▶ _SOURCE_:

Sunday, 26 June 2011

Ambleside - Loughrigg Fell - Grasmere

Date:                  Saturday, 25th June 2011
Start/Finish:        Bridge House, Ambleside
Distance:            9.8 miles
Ascent:               640m (2100')
Time Taken:        7 hours
Companion(s):     Lynne

Route Map:

Today saw me embarking on three firsts:

My first Lake District walk
My first Wainwright
My first WalkingForum meet-up

Not bad going for one day out! :-)

The weather forecast was set to be wet and miserable but, with these three firsts as my target to be accomplished, I really didn't mind.  Although, I must admit to being a little hopeful that the forecasters had got it wrong again.

Set off from home at 6am for the long drive to Ambleside.  I had decided to take the route via the A69, A686, A592 and A591 as this was deemed by the route planners to be the shortest and the quickest.  However, they didn't take into account my cautious driving speeds on unknown winding roads and it took me just over 3 hours to get to my destination.  Nevertheless, the journey was enjoyable and the weather wasn't too bad until I hit Kirkstone Pass.  This was when I realised just how wet and viewless the day was likely to be!

▶ _YOUR GOAL_: Retype the entire walk report on Ambleside, Loughrigg Fell and Grasmere, word for word. The material that comes next is not required for this work.

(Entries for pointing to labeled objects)
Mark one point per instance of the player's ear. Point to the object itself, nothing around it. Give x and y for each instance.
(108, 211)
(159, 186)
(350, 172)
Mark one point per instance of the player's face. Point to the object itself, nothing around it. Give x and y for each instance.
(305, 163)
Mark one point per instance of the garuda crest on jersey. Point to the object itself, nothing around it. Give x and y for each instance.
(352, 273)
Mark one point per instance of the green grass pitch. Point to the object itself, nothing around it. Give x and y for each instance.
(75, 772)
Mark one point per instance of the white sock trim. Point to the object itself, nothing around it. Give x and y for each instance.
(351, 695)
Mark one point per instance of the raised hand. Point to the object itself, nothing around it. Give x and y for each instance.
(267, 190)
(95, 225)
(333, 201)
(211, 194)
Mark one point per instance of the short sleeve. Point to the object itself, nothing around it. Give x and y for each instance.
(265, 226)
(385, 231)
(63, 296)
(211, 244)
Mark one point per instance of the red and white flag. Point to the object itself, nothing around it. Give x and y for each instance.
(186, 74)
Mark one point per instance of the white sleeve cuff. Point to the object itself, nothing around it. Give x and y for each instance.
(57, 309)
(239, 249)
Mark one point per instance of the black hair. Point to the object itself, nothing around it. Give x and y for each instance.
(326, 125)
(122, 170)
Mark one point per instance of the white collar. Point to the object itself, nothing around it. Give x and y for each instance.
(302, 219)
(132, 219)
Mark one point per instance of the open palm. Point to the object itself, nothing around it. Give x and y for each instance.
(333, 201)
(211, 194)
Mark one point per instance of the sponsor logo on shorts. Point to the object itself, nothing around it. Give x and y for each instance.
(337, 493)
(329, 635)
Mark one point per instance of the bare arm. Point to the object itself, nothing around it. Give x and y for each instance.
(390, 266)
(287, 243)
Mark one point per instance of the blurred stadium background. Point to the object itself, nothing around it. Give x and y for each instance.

▶ _COMPLETE RESPONSE_:
Sunday, 26 June 2011

Ambleside - Loughrigg Fell - Grasmere

Date:                  Saturday, 25th June 2011
Start/Finish:        Bridge House, Ambleside
Distance:            9.8 miles
Ascent:               640m (2100')
Time Taken:        7 hours
Companion(s):     Lynne

Route Map:

Today saw me embarking on three firsts:

My first Lake District walk
My first Wainwright
My first WalkingForum meet-up

Not bad going for one day out! :-)

The weather forecast was set to be wet and miserable but, with these three firsts as my target to be accomplished, I really didn't mind.  Although, I must admit to being a little hopeful that the forecasters had got it wrong again.

Set off from home at 6am for the long drive to Ambleside.  I had decided to take the route via the A69, A686, A592 and A591 as this was deemed by the route planners to be the shortest and the quickest.  However, they didn't take into account my cautious driving speeds on unknown winding roads and it took me just over 3 hours to get to my destination.  Nevertheless, the journey was enjoyable and the weather wasn't too bad until I hit Kirkstone Pass.  This was when I realised just how wet and viewless the day was likely to be!